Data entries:
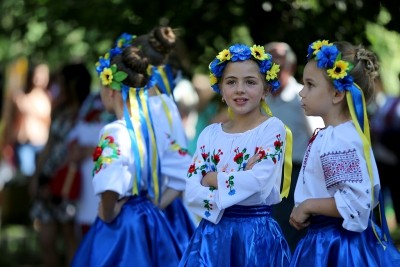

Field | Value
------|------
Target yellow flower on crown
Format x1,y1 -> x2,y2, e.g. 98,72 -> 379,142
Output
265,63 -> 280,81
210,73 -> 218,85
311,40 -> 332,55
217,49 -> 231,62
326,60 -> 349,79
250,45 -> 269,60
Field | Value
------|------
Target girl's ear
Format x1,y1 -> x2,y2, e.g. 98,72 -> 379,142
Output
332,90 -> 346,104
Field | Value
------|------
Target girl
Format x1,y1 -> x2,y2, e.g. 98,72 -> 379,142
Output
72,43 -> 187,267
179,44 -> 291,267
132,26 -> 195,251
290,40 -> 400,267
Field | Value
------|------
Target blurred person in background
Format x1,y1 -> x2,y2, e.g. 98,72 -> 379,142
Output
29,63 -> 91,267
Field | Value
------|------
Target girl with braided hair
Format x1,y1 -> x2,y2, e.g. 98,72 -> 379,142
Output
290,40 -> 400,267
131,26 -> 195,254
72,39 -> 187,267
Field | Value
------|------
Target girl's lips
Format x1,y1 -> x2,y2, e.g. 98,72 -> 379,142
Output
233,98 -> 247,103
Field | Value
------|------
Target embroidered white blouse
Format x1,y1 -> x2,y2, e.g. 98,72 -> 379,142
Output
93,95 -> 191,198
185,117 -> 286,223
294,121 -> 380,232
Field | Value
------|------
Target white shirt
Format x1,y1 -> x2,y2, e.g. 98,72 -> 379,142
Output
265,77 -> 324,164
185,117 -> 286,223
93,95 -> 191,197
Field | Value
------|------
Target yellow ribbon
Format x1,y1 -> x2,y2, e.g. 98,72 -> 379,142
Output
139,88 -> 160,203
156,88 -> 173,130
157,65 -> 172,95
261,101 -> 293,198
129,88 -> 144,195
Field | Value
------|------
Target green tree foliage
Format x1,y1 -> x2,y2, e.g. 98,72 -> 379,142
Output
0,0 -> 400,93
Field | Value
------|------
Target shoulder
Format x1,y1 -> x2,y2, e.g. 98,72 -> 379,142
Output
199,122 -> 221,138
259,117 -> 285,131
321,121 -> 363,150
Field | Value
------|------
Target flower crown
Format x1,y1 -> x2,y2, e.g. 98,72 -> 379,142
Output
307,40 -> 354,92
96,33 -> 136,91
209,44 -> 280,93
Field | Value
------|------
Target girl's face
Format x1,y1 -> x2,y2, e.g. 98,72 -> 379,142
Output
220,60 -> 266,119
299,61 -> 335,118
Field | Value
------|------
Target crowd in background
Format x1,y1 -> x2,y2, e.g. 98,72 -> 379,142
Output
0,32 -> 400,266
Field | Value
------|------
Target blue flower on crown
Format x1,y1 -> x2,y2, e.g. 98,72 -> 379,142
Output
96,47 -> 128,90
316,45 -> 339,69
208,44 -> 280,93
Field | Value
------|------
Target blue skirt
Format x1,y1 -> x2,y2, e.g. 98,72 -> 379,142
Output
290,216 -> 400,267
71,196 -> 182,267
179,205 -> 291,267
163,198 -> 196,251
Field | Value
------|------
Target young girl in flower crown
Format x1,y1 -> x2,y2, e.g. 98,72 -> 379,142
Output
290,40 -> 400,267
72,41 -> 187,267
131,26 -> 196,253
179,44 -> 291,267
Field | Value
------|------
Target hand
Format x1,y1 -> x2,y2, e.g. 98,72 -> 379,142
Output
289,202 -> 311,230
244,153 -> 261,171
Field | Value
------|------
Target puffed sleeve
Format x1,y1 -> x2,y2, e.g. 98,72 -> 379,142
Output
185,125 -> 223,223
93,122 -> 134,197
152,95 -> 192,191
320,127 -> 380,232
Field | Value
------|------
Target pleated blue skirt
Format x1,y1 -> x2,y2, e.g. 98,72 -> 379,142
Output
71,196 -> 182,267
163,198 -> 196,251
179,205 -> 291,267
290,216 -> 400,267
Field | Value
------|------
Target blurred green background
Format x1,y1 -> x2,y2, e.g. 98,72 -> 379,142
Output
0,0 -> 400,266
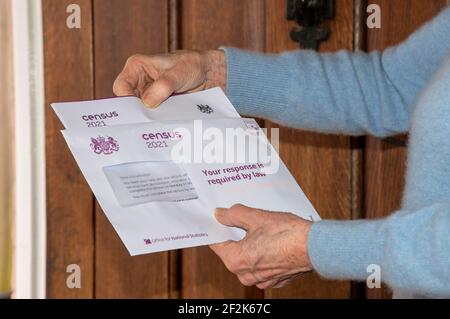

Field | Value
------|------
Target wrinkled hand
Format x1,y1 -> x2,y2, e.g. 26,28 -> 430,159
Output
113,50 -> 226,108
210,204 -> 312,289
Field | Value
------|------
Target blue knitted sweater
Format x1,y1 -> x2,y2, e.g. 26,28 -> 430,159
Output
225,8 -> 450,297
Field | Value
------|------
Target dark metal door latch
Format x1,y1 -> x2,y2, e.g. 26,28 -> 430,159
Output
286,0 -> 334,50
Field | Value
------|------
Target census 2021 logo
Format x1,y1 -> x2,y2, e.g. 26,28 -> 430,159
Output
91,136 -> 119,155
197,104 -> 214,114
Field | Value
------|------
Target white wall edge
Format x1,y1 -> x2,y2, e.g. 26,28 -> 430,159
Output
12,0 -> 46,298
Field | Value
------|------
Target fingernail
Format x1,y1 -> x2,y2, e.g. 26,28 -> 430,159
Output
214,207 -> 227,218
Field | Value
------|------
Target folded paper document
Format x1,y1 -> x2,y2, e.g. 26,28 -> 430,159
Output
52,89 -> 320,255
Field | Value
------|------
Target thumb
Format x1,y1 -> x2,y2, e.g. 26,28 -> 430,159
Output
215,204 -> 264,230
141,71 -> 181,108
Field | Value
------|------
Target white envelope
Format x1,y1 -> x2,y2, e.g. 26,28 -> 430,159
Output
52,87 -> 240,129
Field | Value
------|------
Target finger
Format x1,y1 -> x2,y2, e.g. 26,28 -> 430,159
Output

Problem to work on:
Return the lines from the start of the data entries through the one containing "0,0 -> 400,93", including both ends, without any changes. Leave the pictures out.

Finished exercise:
Field | Value
------|------
Target yellow flower on crown
Format x1,y1 -> x2,y2, e.g. 98,72 -> 379,142
Output
265,63 -> 280,81
210,73 -> 218,85
311,40 -> 332,55
217,49 -> 231,62
326,60 -> 349,79
250,45 -> 269,60
Field | Value
------|------
Target girl's ear
Format x1,y1 -> x2,y2, e.g. 98,72 -> 379,142
Output
332,90 -> 346,104
Field | Value
------|------
Target girl
Format x1,y1 -> x2,y2, e.g. 98,72 -> 379,142
Output
72,43 -> 187,267
179,44 -> 291,267
132,26 -> 195,251
290,40 -> 400,267
Field | Value
------|------
Target blurred person in background
Format x1,y1 -> x2,y2, e.g. 98,72 -> 379,142
Output
29,63 -> 91,267
Field | Value
------|------
Target girl with braided hair
Format x1,y1 -> x2,y2, e.g. 98,72 -> 379,142
Output
290,40 -> 400,267
131,26 -> 195,254
72,39 -> 187,267
Field | Value
------|------
Target girl's lips
Format x1,y1 -> x2,y2, e.g. 98,72 -> 379,142
Output
233,98 -> 247,103
Field | Value
------|------
Target embroidered white blouse
Format x1,y1 -> x2,y2, e.g. 98,72 -> 379,142
Output
93,95 -> 191,198
185,117 -> 286,223
294,121 -> 380,232
Field | Value
------|------
Target white shirt
Format x1,y1 -> x2,y2, e.g. 98,72 -> 379,142
Output
265,77 -> 324,164
185,117 -> 286,223
93,95 -> 191,197
Field | Value
------|------
Target yellow ribbon
Format x1,y1 -> x2,y2, e.g. 98,72 -> 379,142
Output
139,88 -> 160,203
156,88 -> 173,130
157,65 -> 172,95
261,101 -> 293,198
129,88 -> 144,195
Field | Value
------|------
Target green tree foliage
Format x1,y1 -> x2,y2, e.g. 98,72 -> 379,142
Output
0,0 -> 400,93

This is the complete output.